→ Data listing:
▼

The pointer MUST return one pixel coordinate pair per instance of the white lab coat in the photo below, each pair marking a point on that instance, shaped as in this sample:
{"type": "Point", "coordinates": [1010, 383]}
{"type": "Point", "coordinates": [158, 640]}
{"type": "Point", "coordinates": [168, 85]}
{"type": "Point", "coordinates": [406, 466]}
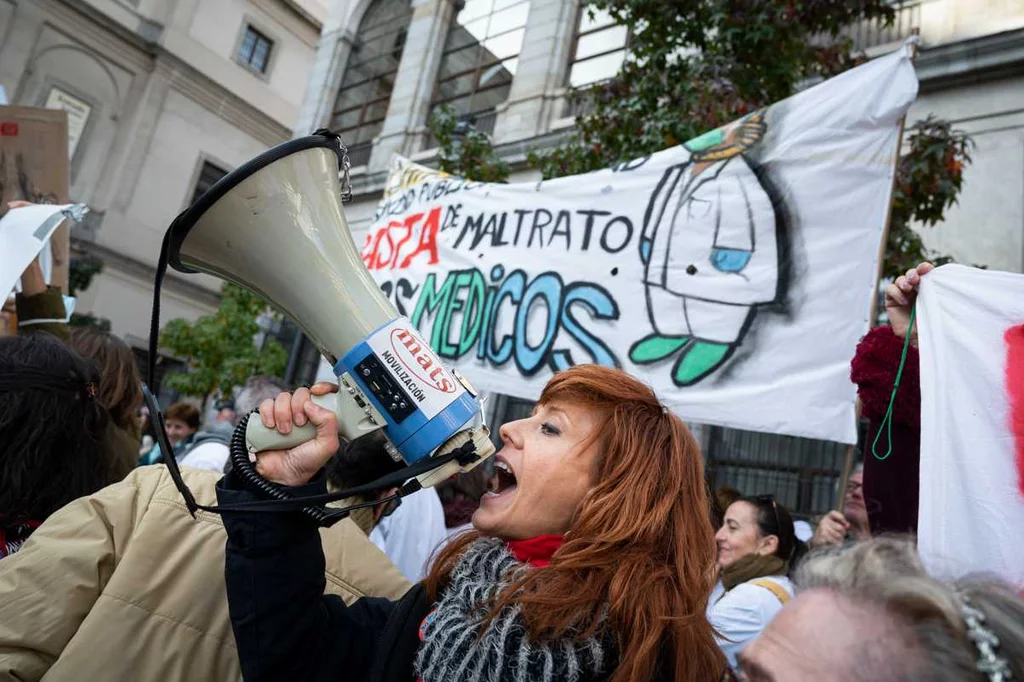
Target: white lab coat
{"type": "Point", "coordinates": [690, 221]}
{"type": "Point", "coordinates": [413, 534]}
{"type": "Point", "coordinates": [741, 613]}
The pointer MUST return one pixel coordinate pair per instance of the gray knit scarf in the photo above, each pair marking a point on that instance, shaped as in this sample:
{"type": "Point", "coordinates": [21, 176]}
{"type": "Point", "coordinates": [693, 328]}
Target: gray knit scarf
{"type": "Point", "coordinates": [454, 651]}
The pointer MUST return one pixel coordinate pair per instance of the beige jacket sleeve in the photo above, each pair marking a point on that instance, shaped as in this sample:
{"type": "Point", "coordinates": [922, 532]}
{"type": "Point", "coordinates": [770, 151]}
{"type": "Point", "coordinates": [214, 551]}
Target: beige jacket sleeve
{"type": "Point", "coordinates": [48, 588]}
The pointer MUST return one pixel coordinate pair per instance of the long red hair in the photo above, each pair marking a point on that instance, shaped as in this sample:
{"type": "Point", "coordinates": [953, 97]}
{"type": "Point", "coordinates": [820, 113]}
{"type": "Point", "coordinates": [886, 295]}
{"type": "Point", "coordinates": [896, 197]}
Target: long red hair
{"type": "Point", "coordinates": [641, 544]}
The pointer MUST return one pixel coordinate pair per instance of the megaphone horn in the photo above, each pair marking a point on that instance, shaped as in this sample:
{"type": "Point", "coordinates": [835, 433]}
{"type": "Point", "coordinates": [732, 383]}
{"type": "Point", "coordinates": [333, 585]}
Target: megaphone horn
{"type": "Point", "coordinates": [275, 225]}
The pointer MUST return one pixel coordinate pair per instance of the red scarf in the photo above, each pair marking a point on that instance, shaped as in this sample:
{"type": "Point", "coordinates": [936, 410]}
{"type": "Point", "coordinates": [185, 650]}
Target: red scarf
{"type": "Point", "coordinates": [536, 551]}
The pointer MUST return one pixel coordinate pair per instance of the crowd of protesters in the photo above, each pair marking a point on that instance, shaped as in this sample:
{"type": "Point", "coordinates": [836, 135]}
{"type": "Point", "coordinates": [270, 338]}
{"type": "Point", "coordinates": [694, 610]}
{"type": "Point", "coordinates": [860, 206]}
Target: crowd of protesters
{"type": "Point", "coordinates": [590, 549]}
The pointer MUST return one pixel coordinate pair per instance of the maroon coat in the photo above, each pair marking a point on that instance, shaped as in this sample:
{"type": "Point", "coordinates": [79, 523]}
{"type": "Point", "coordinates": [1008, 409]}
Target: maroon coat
{"type": "Point", "coordinates": [890, 485]}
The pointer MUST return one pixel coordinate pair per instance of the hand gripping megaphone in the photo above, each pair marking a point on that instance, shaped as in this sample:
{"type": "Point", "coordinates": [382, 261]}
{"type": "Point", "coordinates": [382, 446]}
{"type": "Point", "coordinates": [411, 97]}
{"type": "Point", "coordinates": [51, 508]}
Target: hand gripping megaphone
{"type": "Point", "coordinates": [275, 225]}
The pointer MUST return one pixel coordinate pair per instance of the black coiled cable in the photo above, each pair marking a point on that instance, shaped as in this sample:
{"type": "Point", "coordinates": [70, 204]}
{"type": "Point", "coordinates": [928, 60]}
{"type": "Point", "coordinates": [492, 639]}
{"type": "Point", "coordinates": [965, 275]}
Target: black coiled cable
{"type": "Point", "coordinates": [256, 483]}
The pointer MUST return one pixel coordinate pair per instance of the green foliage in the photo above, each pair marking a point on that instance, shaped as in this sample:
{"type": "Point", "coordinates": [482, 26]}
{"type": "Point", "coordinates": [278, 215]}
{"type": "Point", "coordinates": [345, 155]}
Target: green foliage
{"type": "Point", "coordinates": [220, 347]}
{"type": "Point", "coordinates": [929, 178]}
{"type": "Point", "coordinates": [696, 65]}
{"type": "Point", "coordinates": [464, 151]}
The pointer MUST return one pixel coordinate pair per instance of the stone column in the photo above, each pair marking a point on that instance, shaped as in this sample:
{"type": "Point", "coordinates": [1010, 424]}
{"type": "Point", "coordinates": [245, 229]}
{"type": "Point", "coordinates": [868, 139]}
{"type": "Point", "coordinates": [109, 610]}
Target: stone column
{"type": "Point", "coordinates": [332, 56]}
{"type": "Point", "coordinates": [540, 77]}
{"type": "Point", "coordinates": [404, 126]}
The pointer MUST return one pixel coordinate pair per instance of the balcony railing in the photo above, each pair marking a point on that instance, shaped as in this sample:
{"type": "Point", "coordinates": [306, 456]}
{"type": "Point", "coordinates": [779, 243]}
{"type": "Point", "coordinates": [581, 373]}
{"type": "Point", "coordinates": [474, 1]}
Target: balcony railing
{"type": "Point", "coordinates": [875, 33]}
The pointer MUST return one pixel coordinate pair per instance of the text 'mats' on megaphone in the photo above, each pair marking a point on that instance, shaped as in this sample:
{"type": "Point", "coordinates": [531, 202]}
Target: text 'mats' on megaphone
{"type": "Point", "coordinates": [275, 225]}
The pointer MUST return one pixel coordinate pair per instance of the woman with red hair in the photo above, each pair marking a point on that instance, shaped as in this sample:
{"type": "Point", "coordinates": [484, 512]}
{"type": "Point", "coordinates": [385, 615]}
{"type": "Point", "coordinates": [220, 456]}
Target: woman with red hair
{"type": "Point", "coordinates": [593, 558]}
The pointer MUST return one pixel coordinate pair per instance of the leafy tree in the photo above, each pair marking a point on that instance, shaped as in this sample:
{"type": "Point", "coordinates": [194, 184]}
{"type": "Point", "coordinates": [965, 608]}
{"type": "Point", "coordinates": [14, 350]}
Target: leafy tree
{"type": "Point", "coordinates": [220, 347]}
{"type": "Point", "coordinates": [464, 151]}
{"type": "Point", "coordinates": [696, 65]}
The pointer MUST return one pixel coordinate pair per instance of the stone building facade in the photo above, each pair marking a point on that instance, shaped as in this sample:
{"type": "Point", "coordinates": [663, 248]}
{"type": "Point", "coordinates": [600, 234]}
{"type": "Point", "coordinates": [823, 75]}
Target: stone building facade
{"type": "Point", "coordinates": [163, 96]}
{"type": "Point", "coordinates": [383, 65]}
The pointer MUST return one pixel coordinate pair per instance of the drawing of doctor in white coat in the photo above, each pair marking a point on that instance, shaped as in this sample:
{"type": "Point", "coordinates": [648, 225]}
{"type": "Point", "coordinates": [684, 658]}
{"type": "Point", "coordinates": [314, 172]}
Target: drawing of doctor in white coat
{"type": "Point", "coordinates": [711, 252]}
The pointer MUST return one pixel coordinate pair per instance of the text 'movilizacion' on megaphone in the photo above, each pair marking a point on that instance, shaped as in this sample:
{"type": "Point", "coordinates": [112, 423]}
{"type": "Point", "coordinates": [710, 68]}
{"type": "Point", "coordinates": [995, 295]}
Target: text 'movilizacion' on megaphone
{"type": "Point", "coordinates": [276, 226]}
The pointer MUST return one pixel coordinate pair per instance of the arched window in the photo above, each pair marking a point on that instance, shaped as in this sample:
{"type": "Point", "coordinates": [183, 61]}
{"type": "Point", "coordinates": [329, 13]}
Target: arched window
{"type": "Point", "coordinates": [598, 48]}
{"type": "Point", "coordinates": [366, 88]}
{"type": "Point", "coordinates": [480, 57]}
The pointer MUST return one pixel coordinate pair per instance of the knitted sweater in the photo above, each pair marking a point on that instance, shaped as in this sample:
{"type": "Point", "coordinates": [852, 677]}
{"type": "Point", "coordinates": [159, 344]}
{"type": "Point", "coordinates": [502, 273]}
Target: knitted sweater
{"type": "Point", "coordinates": [454, 650]}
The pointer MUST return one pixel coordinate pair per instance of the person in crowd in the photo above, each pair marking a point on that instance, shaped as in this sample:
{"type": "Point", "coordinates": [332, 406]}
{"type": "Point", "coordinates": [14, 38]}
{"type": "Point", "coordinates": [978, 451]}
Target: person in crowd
{"type": "Point", "coordinates": [868, 612]}
{"type": "Point", "coordinates": [757, 548]}
{"type": "Point", "coordinates": [181, 423]}
{"type": "Point", "coordinates": [891, 484]}
{"type": "Point", "coordinates": [210, 449]}
{"type": "Point", "coordinates": [852, 523]}
{"type": "Point", "coordinates": [41, 309]}
{"type": "Point", "coordinates": [53, 444]}
{"type": "Point", "coordinates": [119, 389]}
{"type": "Point", "coordinates": [410, 529]}
{"type": "Point", "coordinates": [724, 497]}
{"type": "Point", "coordinates": [461, 496]}
{"type": "Point", "coordinates": [593, 559]}
{"type": "Point", "coordinates": [125, 586]}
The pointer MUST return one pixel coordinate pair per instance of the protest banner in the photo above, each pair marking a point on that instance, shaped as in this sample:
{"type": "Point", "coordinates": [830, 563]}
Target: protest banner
{"type": "Point", "coordinates": [734, 272]}
{"type": "Point", "coordinates": [34, 168]}
{"type": "Point", "coordinates": [971, 510]}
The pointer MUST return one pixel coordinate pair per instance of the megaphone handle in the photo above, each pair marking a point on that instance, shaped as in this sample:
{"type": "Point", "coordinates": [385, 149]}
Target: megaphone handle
{"type": "Point", "coordinates": [259, 438]}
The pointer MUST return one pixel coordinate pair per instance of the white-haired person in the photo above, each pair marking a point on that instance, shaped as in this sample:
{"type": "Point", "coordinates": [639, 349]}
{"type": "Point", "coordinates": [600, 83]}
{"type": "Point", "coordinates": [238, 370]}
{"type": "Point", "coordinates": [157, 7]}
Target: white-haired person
{"type": "Point", "coordinates": [869, 612]}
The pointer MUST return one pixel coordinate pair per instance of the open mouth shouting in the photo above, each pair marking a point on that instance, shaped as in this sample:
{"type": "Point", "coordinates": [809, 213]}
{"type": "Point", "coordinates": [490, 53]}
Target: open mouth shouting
{"type": "Point", "coordinates": [503, 484]}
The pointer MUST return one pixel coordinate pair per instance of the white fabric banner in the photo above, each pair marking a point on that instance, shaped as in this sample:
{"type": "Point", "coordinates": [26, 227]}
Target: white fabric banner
{"type": "Point", "coordinates": [25, 233]}
{"type": "Point", "coordinates": [971, 327]}
{"type": "Point", "coordinates": [733, 273]}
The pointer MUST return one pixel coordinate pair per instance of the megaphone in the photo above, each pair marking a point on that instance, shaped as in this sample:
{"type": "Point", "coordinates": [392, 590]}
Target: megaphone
{"type": "Point", "coordinates": [275, 225]}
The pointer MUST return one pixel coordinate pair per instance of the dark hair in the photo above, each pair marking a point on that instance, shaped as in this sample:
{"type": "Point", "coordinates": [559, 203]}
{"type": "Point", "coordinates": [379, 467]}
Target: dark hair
{"type": "Point", "coordinates": [52, 444]}
{"type": "Point", "coordinates": [774, 519]}
{"type": "Point", "coordinates": [183, 413]}
{"type": "Point", "coordinates": [119, 387]}
{"type": "Point", "coordinates": [359, 462]}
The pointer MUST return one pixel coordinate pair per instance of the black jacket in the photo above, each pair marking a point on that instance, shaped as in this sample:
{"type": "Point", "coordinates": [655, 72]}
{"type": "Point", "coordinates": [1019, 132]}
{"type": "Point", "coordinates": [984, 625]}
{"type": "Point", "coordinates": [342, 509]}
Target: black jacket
{"type": "Point", "coordinates": [285, 627]}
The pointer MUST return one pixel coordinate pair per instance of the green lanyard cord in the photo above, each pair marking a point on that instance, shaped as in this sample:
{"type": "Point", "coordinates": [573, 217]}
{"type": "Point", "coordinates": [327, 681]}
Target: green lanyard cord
{"type": "Point", "coordinates": [887, 421]}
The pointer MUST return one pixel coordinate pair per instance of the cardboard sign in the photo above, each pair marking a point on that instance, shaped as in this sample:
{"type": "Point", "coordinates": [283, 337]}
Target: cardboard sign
{"type": "Point", "coordinates": [34, 168]}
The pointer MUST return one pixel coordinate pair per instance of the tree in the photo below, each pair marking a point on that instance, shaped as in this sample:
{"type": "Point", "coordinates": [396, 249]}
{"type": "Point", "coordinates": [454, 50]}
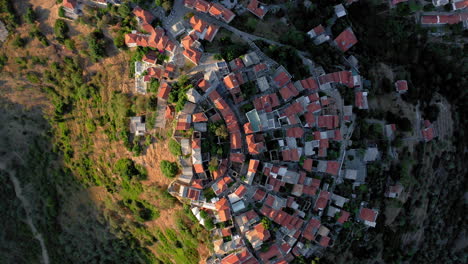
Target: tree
{"type": "Point", "coordinates": [18, 42]}
{"type": "Point", "coordinates": [60, 30]}
{"type": "Point", "coordinates": [30, 15]}
{"type": "Point", "coordinates": [127, 169]}
{"type": "Point", "coordinates": [124, 10]}
{"type": "Point", "coordinates": [221, 131]}
{"type": "Point", "coordinates": [175, 148]}
{"type": "Point", "coordinates": [96, 44]}
{"type": "Point", "coordinates": [61, 11]}
{"type": "Point", "coordinates": [169, 169]}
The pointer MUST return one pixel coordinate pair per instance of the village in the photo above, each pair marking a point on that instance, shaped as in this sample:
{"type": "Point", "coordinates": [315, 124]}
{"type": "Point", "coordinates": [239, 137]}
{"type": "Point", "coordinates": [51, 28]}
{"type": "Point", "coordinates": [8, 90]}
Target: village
{"type": "Point", "coordinates": [267, 162]}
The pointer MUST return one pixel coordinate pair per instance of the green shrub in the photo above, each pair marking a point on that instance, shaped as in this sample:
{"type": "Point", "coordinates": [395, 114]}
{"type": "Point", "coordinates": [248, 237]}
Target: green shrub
{"type": "Point", "coordinates": [61, 30]}
{"type": "Point", "coordinates": [169, 169]}
{"type": "Point", "coordinates": [175, 148]}
{"type": "Point", "coordinates": [127, 169]}
{"type": "Point", "coordinates": [30, 15]}
{"type": "Point", "coordinates": [18, 42]}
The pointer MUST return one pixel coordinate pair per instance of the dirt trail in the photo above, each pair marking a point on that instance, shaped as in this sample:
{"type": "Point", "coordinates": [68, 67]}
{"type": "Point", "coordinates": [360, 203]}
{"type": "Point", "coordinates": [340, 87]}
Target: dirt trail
{"type": "Point", "coordinates": [27, 208]}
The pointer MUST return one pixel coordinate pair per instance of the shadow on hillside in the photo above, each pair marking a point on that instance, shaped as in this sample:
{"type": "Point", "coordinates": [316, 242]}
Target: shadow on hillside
{"type": "Point", "coordinates": [63, 211]}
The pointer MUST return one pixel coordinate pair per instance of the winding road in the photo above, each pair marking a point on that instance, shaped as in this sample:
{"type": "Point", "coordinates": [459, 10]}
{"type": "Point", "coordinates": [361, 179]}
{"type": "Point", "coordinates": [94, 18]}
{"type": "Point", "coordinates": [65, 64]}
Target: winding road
{"type": "Point", "coordinates": [27, 207]}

▲

→ Work to be completed:
The answer must consist of every line from the records above that holds "below".

→ Written answer:
The pointer MUST return one pixel coordinate pair per instance of the white lab coat in the photo below, each pair marking a point on that instance, shaped as in this sample:
The pointer MUST return one pixel coordinate pair per instance of the tree in the photo below, each pair marking a point on that instance, shaped as in this sample:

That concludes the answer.